## EXERCISE DESCRIPTION
Put the data below into a Markdown table with the columns Row and Line, starting with the line that contains "the man's bare" and going on through the line that contains "x=508, y=150", leaving out blank lines.

## DATA LINES

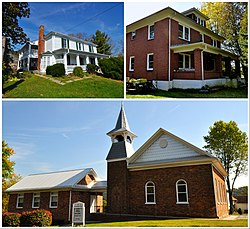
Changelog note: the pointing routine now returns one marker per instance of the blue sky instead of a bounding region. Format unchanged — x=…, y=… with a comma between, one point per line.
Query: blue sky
x=61, y=135
x=75, y=17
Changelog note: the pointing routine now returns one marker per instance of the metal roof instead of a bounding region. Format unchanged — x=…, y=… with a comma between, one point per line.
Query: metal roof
x=53, y=180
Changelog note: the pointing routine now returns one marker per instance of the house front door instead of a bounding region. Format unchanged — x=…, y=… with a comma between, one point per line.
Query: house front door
x=92, y=204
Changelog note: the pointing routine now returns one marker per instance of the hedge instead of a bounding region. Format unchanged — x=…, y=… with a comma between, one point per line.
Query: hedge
x=11, y=219
x=39, y=218
x=55, y=70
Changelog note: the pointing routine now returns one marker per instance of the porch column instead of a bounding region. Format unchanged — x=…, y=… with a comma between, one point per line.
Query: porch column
x=77, y=60
x=219, y=64
x=228, y=66
x=198, y=65
x=237, y=68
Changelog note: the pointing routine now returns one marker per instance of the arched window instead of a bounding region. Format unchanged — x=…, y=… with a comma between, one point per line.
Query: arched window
x=150, y=192
x=181, y=192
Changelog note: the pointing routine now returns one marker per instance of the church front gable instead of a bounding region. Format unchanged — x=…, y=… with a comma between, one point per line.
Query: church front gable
x=165, y=148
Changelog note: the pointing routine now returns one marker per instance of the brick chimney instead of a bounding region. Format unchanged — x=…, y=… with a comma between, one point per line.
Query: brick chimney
x=41, y=44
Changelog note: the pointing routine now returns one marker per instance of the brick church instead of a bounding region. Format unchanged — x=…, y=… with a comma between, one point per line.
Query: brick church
x=166, y=176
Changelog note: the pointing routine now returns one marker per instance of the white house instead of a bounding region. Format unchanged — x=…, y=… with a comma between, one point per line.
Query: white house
x=28, y=54
x=54, y=48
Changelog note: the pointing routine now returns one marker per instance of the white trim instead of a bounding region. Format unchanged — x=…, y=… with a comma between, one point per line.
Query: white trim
x=19, y=196
x=177, y=192
x=130, y=58
x=149, y=37
x=35, y=194
x=149, y=184
x=150, y=54
x=53, y=194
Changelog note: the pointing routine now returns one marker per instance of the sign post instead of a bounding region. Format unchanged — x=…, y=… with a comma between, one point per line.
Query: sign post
x=78, y=214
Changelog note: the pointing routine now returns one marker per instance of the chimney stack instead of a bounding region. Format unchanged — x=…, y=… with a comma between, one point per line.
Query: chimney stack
x=41, y=44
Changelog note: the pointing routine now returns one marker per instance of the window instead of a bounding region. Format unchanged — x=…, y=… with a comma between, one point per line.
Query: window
x=36, y=200
x=53, y=200
x=133, y=35
x=181, y=192
x=19, y=202
x=184, y=61
x=91, y=49
x=150, y=192
x=184, y=32
x=150, y=61
x=151, y=33
x=131, y=63
x=65, y=43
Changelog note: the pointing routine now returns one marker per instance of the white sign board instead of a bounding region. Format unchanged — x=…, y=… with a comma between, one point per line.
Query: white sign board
x=78, y=213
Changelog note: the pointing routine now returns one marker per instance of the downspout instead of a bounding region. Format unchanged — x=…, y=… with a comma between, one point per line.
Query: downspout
x=69, y=206
x=202, y=68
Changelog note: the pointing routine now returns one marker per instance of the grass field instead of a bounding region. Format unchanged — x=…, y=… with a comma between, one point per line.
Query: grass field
x=175, y=93
x=36, y=87
x=175, y=223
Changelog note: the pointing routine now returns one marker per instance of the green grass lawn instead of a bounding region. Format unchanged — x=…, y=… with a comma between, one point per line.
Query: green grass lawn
x=175, y=93
x=36, y=87
x=175, y=223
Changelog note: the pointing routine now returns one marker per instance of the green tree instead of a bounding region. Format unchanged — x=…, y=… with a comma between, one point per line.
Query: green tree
x=103, y=42
x=229, y=144
x=227, y=18
x=8, y=176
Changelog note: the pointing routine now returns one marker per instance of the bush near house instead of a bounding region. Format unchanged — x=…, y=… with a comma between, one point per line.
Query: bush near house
x=112, y=67
x=11, y=219
x=91, y=68
x=39, y=218
x=55, y=70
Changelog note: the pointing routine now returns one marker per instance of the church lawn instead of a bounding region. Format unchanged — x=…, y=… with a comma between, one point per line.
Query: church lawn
x=175, y=223
x=224, y=93
x=36, y=87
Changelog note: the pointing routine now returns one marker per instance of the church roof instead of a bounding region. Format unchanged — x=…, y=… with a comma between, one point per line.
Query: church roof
x=55, y=180
x=121, y=124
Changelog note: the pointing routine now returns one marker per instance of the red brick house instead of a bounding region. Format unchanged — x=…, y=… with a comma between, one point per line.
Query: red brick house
x=176, y=50
x=166, y=176
x=57, y=191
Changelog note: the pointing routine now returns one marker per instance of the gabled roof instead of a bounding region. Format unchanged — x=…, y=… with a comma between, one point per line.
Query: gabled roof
x=177, y=152
x=121, y=124
x=54, y=180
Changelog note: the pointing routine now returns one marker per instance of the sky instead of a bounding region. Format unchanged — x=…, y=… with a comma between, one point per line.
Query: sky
x=75, y=17
x=62, y=135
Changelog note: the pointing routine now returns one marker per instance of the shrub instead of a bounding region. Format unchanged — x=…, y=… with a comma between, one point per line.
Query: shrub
x=56, y=70
x=91, y=68
x=112, y=67
x=78, y=71
x=39, y=218
x=11, y=219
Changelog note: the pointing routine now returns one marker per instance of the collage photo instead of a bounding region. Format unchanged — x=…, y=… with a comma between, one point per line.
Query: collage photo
x=125, y=114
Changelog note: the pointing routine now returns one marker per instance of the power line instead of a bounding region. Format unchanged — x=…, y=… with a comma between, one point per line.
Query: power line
x=89, y=19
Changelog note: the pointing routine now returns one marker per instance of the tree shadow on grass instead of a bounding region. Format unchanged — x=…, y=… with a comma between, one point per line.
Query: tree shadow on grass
x=12, y=86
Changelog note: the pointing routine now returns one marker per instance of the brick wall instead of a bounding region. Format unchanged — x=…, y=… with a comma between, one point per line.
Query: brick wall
x=200, y=192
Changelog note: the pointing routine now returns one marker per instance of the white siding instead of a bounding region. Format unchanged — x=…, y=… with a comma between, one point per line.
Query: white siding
x=48, y=45
x=174, y=149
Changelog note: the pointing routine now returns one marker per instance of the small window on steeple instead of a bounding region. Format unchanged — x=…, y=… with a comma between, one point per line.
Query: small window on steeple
x=119, y=138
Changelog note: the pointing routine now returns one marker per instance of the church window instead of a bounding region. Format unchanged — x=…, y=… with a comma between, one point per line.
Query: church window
x=150, y=192
x=181, y=192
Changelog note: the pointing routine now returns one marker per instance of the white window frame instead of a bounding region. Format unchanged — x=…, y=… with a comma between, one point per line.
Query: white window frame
x=19, y=196
x=133, y=35
x=149, y=34
x=149, y=184
x=148, y=68
x=183, y=32
x=177, y=192
x=130, y=65
x=35, y=195
x=184, y=61
x=53, y=194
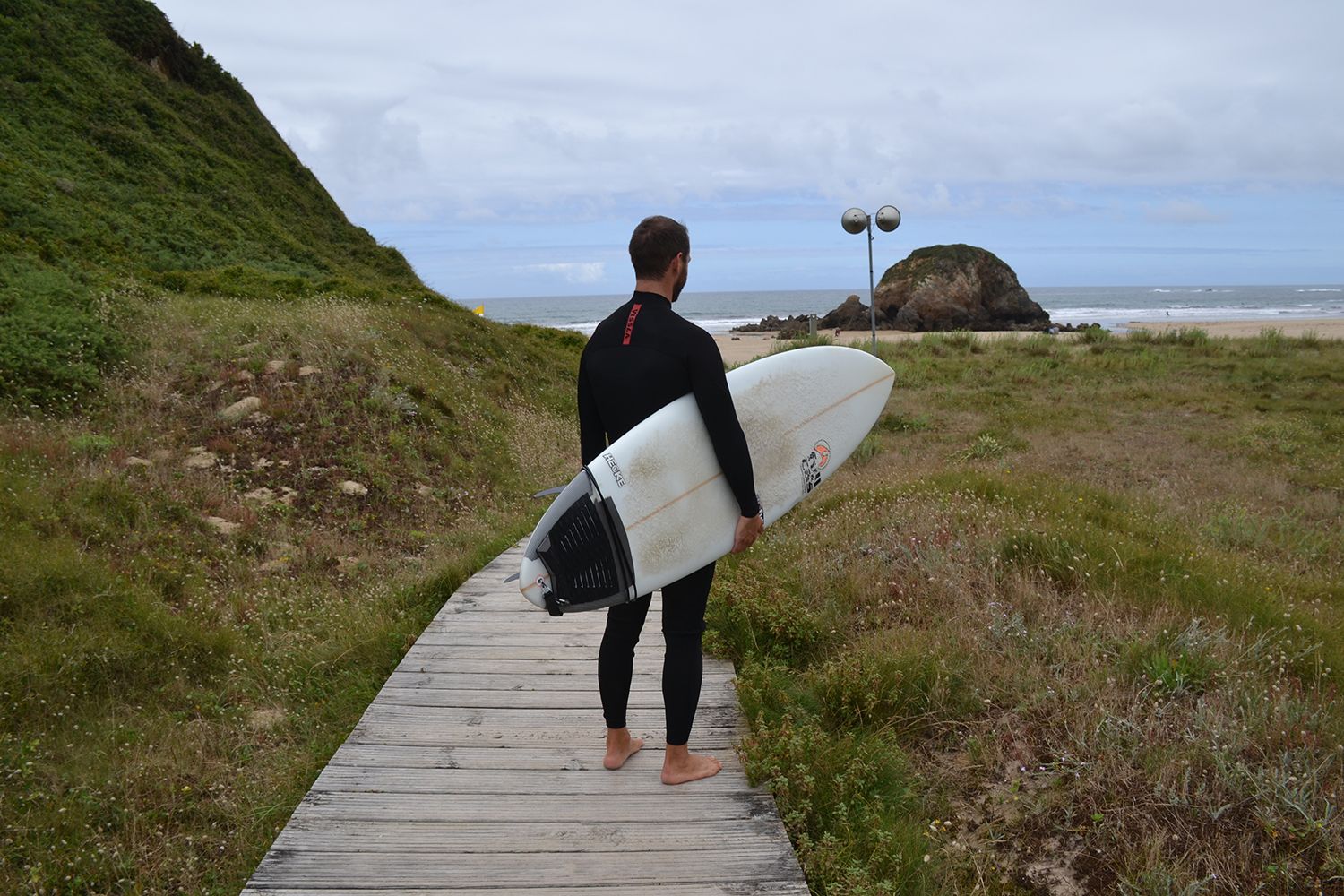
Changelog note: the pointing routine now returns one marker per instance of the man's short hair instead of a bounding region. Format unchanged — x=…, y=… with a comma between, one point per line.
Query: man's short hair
x=655, y=244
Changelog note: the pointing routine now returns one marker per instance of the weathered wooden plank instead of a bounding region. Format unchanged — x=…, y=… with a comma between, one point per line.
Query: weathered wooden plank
x=741, y=888
x=414, y=661
x=473, y=782
x=419, y=869
x=452, y=718
x=478, y=771
x=524, y=681
x=711, y=694
x=521, y=837
x=497, y=756
x=481, y=735
x=674, y=804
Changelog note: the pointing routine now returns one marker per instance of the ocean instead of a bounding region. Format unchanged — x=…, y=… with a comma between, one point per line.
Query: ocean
x=1112, y=306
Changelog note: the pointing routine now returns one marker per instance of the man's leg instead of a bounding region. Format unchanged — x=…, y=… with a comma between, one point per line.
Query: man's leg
x=683, y=669
x=615, y=668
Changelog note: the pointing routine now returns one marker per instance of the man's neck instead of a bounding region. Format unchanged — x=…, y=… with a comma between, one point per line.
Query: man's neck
x=656, y=287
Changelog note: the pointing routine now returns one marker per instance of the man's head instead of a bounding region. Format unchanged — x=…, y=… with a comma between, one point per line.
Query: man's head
x=655, y=247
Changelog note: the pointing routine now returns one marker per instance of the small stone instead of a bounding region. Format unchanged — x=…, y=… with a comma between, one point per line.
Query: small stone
x=239, y=409
x=223, y=525
x=263, y=719
x=199, y=460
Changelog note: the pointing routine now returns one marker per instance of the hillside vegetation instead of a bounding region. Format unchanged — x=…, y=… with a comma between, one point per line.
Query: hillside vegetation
x=128, y=153
x=1072, y=621
x=245, y=455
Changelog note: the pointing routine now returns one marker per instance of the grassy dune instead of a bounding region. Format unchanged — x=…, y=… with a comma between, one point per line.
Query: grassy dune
x=1070, y=621
x=168, y=691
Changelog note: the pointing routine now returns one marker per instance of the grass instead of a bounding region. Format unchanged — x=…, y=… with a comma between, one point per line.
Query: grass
x=168, y=692
x=1077, y=621
x=132, y=160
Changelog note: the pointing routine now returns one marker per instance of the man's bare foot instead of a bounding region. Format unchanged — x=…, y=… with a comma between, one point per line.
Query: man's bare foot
x=680, y=766
x=620, y=745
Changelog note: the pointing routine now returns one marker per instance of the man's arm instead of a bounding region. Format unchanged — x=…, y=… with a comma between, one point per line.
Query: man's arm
x=710, y=387
x=591, y=433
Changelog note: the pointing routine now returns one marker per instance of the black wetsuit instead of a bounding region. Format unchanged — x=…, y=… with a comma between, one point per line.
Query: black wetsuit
x=642, y=358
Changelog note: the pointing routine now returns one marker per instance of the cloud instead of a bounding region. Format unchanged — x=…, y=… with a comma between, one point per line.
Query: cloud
x=530, y=136
x=559, y=108
x=1180, y=211
x=573, y=271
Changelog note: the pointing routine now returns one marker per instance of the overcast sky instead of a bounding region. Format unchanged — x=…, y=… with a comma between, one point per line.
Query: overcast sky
x=508, y=150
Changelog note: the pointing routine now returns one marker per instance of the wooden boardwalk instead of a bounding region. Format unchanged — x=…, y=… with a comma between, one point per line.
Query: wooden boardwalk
x=478, y=770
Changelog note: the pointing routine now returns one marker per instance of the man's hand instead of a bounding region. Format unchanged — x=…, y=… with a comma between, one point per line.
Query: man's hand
x=749, y=530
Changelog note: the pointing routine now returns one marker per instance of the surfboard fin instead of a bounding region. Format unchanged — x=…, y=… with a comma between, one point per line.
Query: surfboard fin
x=546, y=493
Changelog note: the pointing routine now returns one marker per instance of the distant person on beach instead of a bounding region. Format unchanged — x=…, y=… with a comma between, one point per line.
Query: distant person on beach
x=642, y=357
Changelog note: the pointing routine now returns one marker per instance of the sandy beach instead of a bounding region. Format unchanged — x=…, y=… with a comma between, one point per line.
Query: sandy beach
x=1322, y=327
x=745, y=347
x=738, y=349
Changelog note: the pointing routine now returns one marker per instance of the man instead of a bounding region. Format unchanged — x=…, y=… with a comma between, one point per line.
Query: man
x=642, y=358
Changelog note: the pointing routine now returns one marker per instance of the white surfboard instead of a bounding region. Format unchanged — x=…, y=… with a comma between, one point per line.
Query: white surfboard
x=655, y=506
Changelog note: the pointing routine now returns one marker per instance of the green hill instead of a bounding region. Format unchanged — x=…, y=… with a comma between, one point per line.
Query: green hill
x=196, y=603
x=129, y=153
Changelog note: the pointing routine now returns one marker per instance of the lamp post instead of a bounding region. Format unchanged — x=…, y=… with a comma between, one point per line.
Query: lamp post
x=857, y=220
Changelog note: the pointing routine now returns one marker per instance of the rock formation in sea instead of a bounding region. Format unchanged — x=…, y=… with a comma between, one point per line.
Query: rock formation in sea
x=959, y=287
x=849, y=314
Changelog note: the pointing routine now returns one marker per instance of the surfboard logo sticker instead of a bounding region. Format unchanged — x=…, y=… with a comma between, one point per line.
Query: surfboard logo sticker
x=616, y=469
x=823, y=450
x=812, y=465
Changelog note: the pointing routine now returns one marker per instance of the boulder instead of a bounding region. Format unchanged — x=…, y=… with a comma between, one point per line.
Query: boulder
x=239, y=409
x=943, y=288
x=849, y=314
x=199, y=458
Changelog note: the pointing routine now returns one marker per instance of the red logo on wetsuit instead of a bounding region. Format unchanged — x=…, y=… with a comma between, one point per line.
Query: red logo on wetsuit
x=629, y=324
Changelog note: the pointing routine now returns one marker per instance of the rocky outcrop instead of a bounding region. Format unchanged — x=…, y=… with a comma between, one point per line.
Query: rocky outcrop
x=943, y=288
x=851, y=314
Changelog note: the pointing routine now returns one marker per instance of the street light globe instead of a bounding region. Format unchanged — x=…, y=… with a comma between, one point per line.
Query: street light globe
x=855, y=220
x=889, y=218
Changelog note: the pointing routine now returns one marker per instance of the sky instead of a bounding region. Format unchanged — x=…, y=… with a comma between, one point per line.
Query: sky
x=510, y=150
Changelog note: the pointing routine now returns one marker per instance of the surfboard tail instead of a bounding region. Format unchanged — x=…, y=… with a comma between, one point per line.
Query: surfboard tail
x=578, y=557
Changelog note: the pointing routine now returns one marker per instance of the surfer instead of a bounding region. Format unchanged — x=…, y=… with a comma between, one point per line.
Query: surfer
x=642, y=358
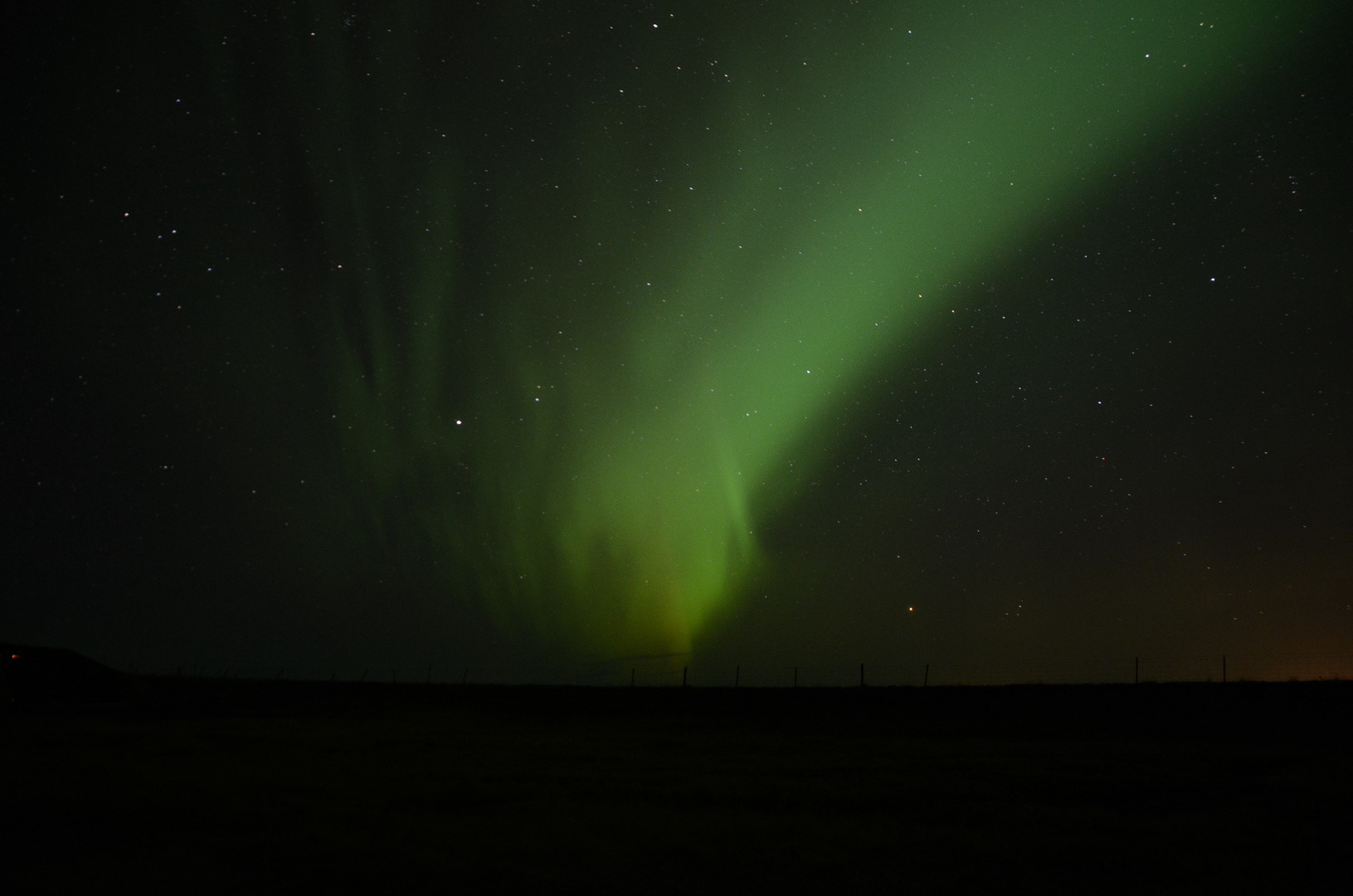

## OUTPUT FOR THIS TASK
| Row | Line |
|---|---|
| 1 | Changelog note: the pointing routine now returns one marker per instance of the man's bare foot instead of a bounding region. Format unchanged — x=…, y=… with a comma between, one point per line. |
| 2 | Query: man's bare foot |
| 3 | x=680, y=766 |
| 4 | x=620, y=745 |
| 5 | Changelog note: the pointing routine now returns one marker per instance of the man's arm instead of a bounding region. Format unchanged — x=…, y=… with a comma between, one point per line. |
| 6 | Query: man's arm |
| 7 | x=710, y=387 |
| 8 | x=591, y=433 |
| 9 | Changelog note: the pointing routine now returns one marker per instance of the black wetsuit instead of a bounding region. Format unchanged — x=…, y=… with a comma between, one point per line. |
| 10 | Query: black wetsuit |
| 11 | x=642, y=358 |
| 12 | Changelog note: the pointing routine now returns one marker per instance of the cloud instead of a bounding region. Format unchanged — x=…, y=… with a comma between, one point per line. |
| 13 | Query: cloud |
| 14 | x=530, y=136 |
| 15 | x=559, y=108 |
| 16 | x=1180, y=211 |
| 17 | x=573, y=271 |
| 18 | Changelog note: the pointing routine now returns one marker per instance of the overcast sky instead of a bounding region. Format unchanged — x=…, y=… with a comma between, one point per line. |
| 19 | Query: overcast sky |
| 20 | x=508, y=150 |